_Prompt_
Rewrite the listing from the line with "spiny green foliage" up to and including its final line, replacing "thickest part" with "widest part" and leaving everything else unchanged. Leave the pictures out of your answer.

_Rows_
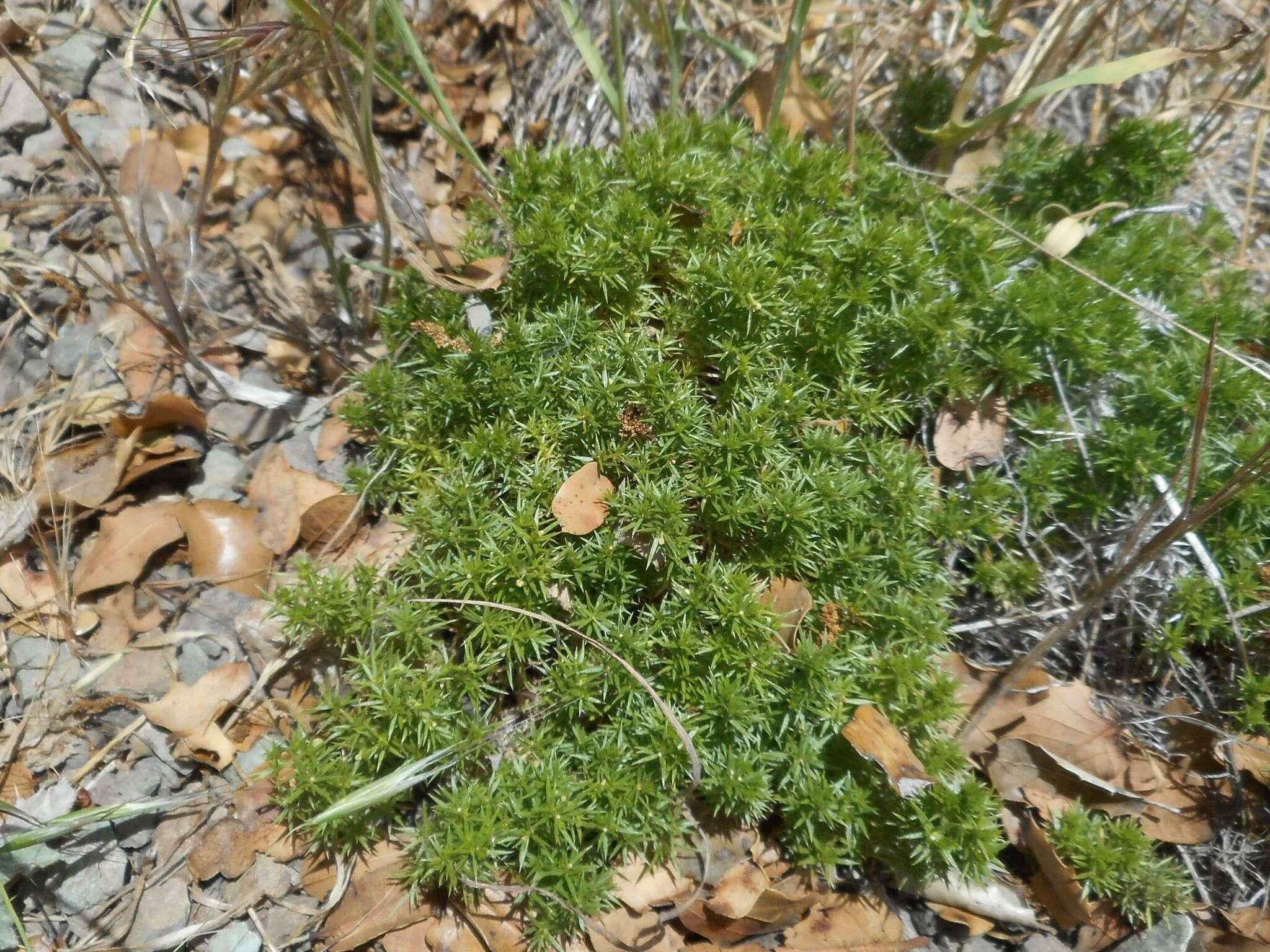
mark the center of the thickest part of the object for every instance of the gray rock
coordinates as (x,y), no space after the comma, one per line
(122,785)
(1043,943)
(1170,935)
(224,475)
(248,425)
(283,924)
(71,64)
(75,343)
(197,658)
(236,937)
(31,658)
(163,909)
(112,90)
(13,356)
(93,874)
(20,111)
(215,612)
(300,452)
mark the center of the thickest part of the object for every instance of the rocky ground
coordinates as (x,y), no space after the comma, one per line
(162,479)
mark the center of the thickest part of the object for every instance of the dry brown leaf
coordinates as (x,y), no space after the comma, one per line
(375,903)
(273,491)
(970,433)
(332,437)
(970,165)
(331,523)
(190,711)
(162,410)
(150,164)
(84,475)
(25,587)
(17,782)
(224,545)
(1059,889)
(643,931)
(974,924)
(579,506)
(1215,941)
(641,888)
(1251,756)
(1026,772)
(877,739)
(802,110)
(790,602)
(1065,236)
(230,847)
(849,923)
(145,362)
(738,890)
(1179,800)
(383,544)
(288,357)
(125,546)
(1251,922)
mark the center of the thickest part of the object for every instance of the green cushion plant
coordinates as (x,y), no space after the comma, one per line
(748,337)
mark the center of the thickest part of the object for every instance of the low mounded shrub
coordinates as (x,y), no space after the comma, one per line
(696,310)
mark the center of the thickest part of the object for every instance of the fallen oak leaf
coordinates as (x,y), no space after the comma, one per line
(162,410)
(150,164)
(224,545)
(331,523)
(1060,890)
(969,433)
(738,890)
(802,108)
(877,739)
(1025,772)
(125,546)
(579,503)
(848,922)
(790,602)
(190,711)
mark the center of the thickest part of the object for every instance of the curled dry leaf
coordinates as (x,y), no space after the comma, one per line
(970,433)
(162,410)
(877,739)
(84,475)
(125,545)
(1065,236)
(802,110)
(230,847)
(642,888)
(1026,772)
(375,903)
(331,523)
(579,506)
(974,924)
(191,711)
(790,602)
(970,165)
(853,923)
(1059,889)
(283,496)
(643,931)
(150,164)
(738,890)
(224,545)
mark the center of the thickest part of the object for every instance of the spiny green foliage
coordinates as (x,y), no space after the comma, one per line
(733,295)
(1116,860)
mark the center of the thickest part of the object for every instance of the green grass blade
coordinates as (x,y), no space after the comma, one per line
(591,55)
(739,55)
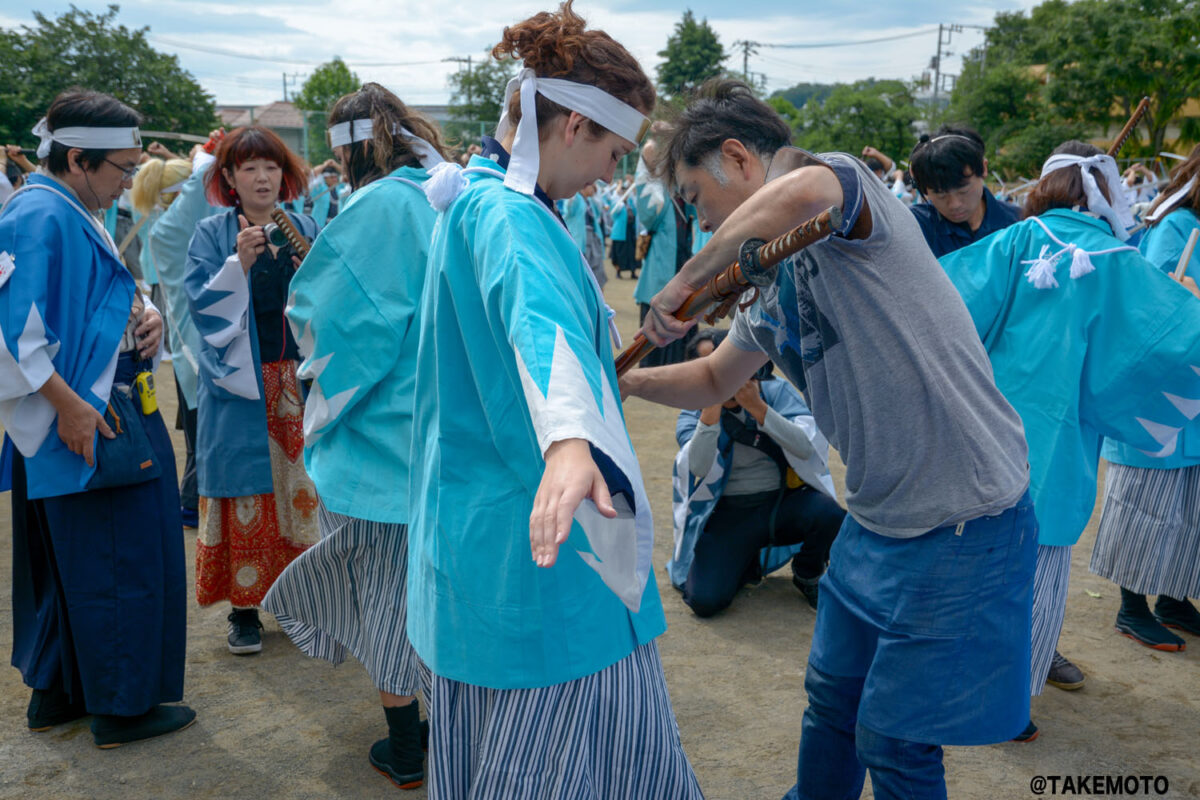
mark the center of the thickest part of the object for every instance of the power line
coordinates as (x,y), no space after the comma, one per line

_Final answer_
mark the center of the widest part of the object for every instance of the spiny green foliage
coordinates as (x,y), no space after the comma, one per line
(733,295)
(1116,860)
mark the center of the widest part of the object for every instance of the green grass blade
coordinates as (x,y), no space after the comma, one per line
(591,55)
(739,55)
mark the center of the widest part of the object for every instance of the power line
coordinates as (x,y), no space after the comma, one per line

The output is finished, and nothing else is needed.